- _Exercise task_: Write out the records word for word, with no pictures.
□ □ □ □
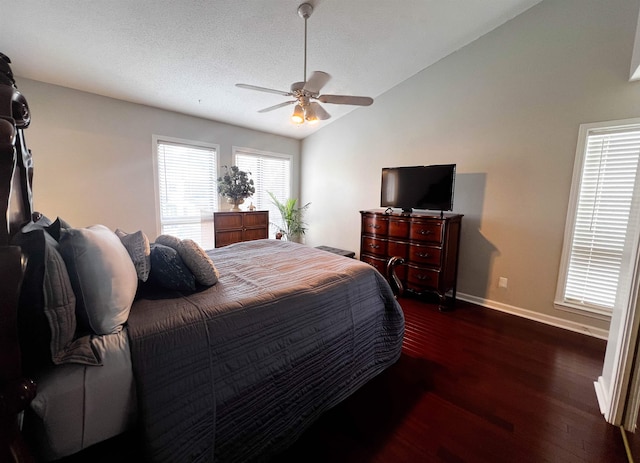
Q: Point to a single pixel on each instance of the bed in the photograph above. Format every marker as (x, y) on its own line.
(233, 370)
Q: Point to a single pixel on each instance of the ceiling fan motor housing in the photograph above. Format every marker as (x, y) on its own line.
(305, 10)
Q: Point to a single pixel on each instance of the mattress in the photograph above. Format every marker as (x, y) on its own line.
□ □ □ □
- _Output of the task_:
Q: Point to a single pixel on each instance of the bed in the photograph above. Format every marker as (x, y) on its own line.
(233, 370)
Q: Point to a single pixel on each instance of the ceiling fan motor housing in the photograph above. Format every marker as (x, y) on its own line.
(305, 10)
Q: Point to a single pixel on each instance of the mattress in the photograph above. Format every marker as (x, y) on its own line.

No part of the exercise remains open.